Reproduce each of the following entries line for line, changing nothing.

Region-labeling entries:
···
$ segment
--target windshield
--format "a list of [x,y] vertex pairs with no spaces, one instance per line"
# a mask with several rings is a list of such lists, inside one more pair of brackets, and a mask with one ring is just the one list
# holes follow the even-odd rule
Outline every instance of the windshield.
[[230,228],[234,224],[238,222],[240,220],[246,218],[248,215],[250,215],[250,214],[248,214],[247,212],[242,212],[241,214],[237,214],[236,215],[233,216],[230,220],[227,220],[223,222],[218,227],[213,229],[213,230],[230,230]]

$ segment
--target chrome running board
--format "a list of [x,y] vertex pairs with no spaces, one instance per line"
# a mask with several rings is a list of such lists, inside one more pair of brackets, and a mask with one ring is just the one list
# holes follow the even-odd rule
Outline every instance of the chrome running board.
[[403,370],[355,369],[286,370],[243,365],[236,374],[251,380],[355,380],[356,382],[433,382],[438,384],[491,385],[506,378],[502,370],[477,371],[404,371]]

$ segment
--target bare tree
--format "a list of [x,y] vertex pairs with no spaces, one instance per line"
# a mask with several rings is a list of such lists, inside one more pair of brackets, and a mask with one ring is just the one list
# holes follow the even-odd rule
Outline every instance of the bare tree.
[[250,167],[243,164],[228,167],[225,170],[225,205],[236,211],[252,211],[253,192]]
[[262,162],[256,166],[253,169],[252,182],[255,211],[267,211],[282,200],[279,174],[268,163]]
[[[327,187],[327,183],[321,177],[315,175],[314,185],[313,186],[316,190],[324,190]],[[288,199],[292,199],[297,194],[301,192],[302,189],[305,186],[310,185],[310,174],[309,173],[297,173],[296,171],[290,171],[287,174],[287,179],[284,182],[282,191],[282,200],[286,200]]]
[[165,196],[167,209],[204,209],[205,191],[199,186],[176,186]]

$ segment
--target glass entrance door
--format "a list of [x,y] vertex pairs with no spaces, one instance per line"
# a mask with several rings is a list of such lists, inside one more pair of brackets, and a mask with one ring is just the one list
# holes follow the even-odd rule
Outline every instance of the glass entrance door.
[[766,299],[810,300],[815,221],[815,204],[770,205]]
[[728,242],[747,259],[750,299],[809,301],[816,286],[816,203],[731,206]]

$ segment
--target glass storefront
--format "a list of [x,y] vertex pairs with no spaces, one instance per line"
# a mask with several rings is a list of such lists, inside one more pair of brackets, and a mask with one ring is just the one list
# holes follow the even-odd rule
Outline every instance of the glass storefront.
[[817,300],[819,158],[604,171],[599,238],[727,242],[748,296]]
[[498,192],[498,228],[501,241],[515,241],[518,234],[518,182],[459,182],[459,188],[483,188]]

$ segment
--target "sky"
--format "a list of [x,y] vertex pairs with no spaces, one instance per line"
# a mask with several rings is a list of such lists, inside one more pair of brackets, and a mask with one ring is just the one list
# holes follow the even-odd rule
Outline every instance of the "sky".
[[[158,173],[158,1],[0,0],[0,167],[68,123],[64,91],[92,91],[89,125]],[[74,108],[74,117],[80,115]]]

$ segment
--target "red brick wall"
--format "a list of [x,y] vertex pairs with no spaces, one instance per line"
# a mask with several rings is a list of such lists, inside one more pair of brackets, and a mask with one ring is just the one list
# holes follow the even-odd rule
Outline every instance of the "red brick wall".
···
IN RESPONSE:
$ segment
--target windshield
--format "a list of [x,y] vertex pairs with no spaces, one instance per line"
# a mask with several rings is a list of such lists, inside one more pair of brackets, and a mask with one ring is just the one list
# holes follow the even-odd rule
Outline every instance of the windshield.
[[230,228],[234,224],[238,222],[240,220],[246,218],[248,215],[250,215],[250,214],[248,214],[247,212],[242,212],[241,214],[237,214],[236,215],[233,216],[230,220],[227,220],[223,222],[218,227],[213,229],[213,230],[230,230]]

$ segment
--target chrome running board
--format "a list of [x,y] vertex pairs with no spaces, one instance per line"
# a mask with several rings is a list of such lists, inside one more pair of brackets, and a mask with one ring is just the one list
# holes follow the even-odd rule
Outline every instance of the chrome running board.
[[403,370],[355,369],[286,370],[243,365],[236,374],[251,380],[355,380],[356,382],[433,382],[438,384],[491,385],[506,378],[502,370],[477,371],[404,371]]

$ segment
--target bare tree
--format "a list of [x,y] vertex pairs with no spaces, one instance per line"
# a mask with several rings is a list of such lists, inside one more pair of brackets, and a mask with one ring is just the one list
# holes follow the even-odd rule
Outline every instance of the bare tree.
[[250,167],[243,164],[228,167],[225,170],[225,205],[236,211],[252,211],[253,192]]
[[262,162],[256,166],[253,169],[252,182],[255,211],[267,211],[282,200],[279,174],[268,163]]
[[[327,187],[327,183],[321,177],[315,175],[314,185],[313,186],[316,190],[324,190]],[[288,199],[292,199],[297,194],[301,192],[302,189],[305,186],[310,185],[310,174],[309,173],[297,173],[296,171],[290,171],[287,174],[287,179],[284,182],[282,191],[282,200],[286,200]]]
[[165,196],[167,209],[204,209],[205,191],[199,186],[176,186]]

$ segment
--target glass entrance door
--format "a list of [x,y] vertex pairs with no spaces, one instance per line"
# a mask with several rings is a list of such lists, inside one more pair of brackets, and a mask with one ring is just the one list
# holes follow the even-odd rule
Outline every instance of the glass entrance door.
[[766,299],[810,300],[815,221],[815,204],[770,205]]
[[728,242],[747,259],[750,299],[809,301],[816,286],[816,203],[731,206]]

$ segment
--target glass storefront
--format "a list of [x,y] vertex pairs with no spaces, one instance per line"
# a mask with several rings is a list of such lists, inside one more pair of brackets, and a mask with one ring is just the one list
# holes follow the even-odd rule
Outline every instance of the glass storefront.
[[817,300],[819,158],[604,171],[599,238],[727,242],[748,296]]
[[498,192],[498,228],[501,241],[515,241],[518,234],[518,182],[459,182],[459,188],[483,188]]

$ segment
--target "sky"
--format "a list of [x,y] vertex pairs with no spaces, one instance per line"
# a mask with several rings is a list of such lists, inside one more pair of brackets, and a mask with one ring is just the one list
# holes follow the even-odd rule
Outline every instance of the "sky".
[[[158,173],[158,1],[0,0],[0,167],[68,123],[64,91],[92,91],[89,125]],[[74,108],[74,117],[80,115]]]

$ segment
--target "red brick wall"
--format "a list of [x,y] vertex pairs with no spaces, one instance per line"
# a mask with several rings is a list of such lists, inside one more pair of brackets, and a mask with one ring is just the one list
# holes follow the even-odd rule
Outline every instance of the "red brick wall".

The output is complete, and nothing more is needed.